• [What you need to do]: Say how many lines of the entries below include "mantel", giving nothing but that number.

══ Records to use ══

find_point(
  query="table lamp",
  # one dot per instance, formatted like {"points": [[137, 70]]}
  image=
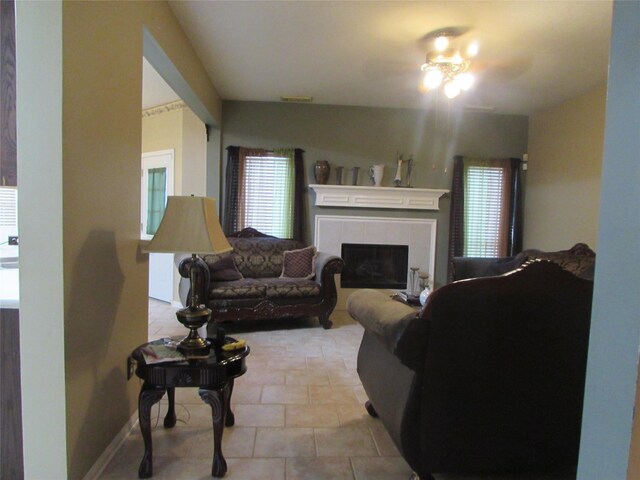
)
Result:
{"points": [[191, 225]]}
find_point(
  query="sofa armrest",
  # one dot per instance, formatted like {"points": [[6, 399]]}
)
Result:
{"points": [[473, 267], [202, 279], [388, 319]]}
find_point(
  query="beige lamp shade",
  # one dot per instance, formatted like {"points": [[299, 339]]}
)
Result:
{"points": [[189, 225]]}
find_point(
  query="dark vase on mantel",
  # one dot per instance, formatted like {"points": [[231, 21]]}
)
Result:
{"points": [[321, 171]]}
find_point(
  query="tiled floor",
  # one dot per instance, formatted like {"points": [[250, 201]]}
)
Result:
{"points": [[299, 412]]}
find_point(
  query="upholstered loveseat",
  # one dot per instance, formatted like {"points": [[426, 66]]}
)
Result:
{"points": [[264, 277], [489, 375]]}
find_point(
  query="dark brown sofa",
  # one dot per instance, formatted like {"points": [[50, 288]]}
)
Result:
{"points": [[487, 377], [261, 293]]}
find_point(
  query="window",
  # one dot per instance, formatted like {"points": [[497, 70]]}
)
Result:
{"points": [[268, 195], [156, 186], [484, 211], [486, 208], [157, 198]]}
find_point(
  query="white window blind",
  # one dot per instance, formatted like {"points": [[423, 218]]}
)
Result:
{"points": [[8, 207], [483, 205], [269, 186]]}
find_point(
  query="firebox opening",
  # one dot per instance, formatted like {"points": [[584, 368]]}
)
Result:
{"points": [[374, 266]]}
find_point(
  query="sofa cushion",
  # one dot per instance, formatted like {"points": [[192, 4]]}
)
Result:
{"points": [[579, 260], [224, 270], [261, 257], [299, 263], [245, 288], [379, 314], [291, 288]]}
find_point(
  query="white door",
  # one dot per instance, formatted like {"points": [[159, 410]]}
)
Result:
{"points": [[157, 185]]}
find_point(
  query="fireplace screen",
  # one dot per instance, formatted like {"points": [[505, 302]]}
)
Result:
{"points": [[374, 266]]}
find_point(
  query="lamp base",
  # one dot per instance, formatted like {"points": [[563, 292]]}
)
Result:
{"points": [[193, 318]]}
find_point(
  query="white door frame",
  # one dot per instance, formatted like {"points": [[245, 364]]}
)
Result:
{"points": [[161, 271]]}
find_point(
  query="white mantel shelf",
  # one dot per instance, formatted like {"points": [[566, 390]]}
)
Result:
{"points": [[377, 197]]}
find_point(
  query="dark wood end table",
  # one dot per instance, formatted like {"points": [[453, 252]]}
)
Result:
{"points": [[214, 375]]}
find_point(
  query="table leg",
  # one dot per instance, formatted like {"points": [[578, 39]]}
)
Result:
{"points": [[149, 395], [231, 418], [218, 400], [170, 417]]}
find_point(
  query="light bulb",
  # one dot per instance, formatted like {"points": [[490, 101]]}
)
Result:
{"points": [[451, 89], [464, 80], [432, 78], [472, 49], [441, 43]]}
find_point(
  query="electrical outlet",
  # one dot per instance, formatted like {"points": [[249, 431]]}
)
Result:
{"points": [[131, 367]]}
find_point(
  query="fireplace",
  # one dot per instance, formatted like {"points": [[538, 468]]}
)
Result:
{"points": [[374, 266]]}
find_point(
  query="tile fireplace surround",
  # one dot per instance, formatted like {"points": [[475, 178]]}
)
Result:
{"points": [[417, 233]]}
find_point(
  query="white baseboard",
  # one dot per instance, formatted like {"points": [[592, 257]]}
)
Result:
{"points": [[101, 463]]}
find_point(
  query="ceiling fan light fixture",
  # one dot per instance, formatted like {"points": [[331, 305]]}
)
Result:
{"points": [[447, 65]]}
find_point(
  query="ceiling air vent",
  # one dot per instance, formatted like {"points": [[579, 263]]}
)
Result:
{"points": [[296, 99]]}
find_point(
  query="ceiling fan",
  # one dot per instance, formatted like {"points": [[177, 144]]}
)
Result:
{"points": [[448, 61]]}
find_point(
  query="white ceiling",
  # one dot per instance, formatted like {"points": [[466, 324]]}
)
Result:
{"points": [[533, 54]]}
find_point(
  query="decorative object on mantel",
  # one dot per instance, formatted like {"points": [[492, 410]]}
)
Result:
{"points": [[377, 197], [376, 172], [354, 175], [321, 172], [398, 180], [424, 286], [339, 175], [409, 168], [413, 278]]}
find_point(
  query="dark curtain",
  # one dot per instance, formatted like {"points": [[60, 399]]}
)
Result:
{"points": [[232, 193], [298, 197], [456, 214], [230, 200], [516, 215]]}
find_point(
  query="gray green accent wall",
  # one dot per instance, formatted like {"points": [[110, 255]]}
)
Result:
{"points": [[359, 136]]}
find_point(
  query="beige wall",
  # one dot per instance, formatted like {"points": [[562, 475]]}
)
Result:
{"points": [[565, 167], [105, 274]]}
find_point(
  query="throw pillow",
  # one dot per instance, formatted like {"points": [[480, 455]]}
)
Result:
{"points": [[224, 270], [299, 263]]}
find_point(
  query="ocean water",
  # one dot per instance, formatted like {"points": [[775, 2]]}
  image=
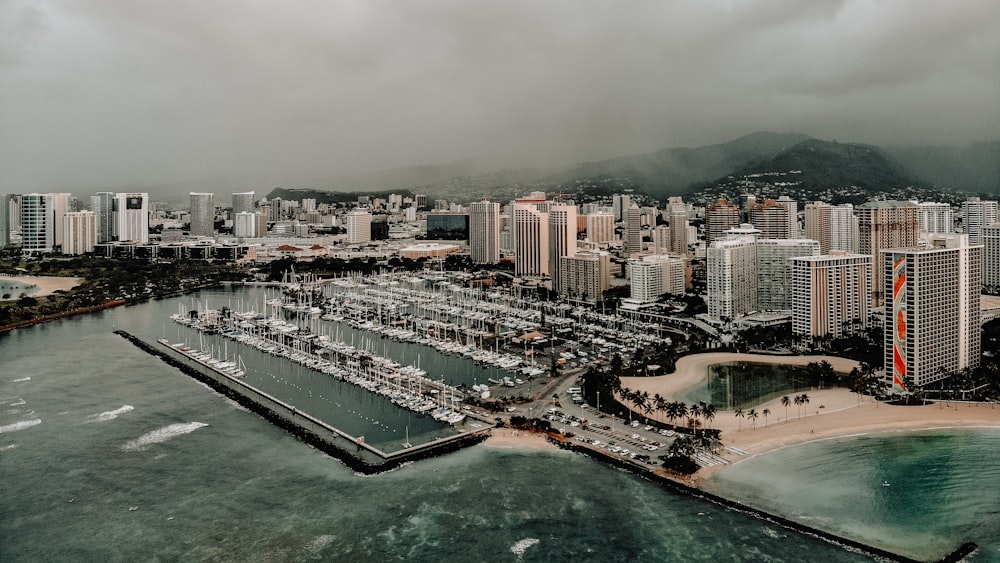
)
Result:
{"points": [[107, 454], [944, 488]]}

═══

• [Result for this task]: 3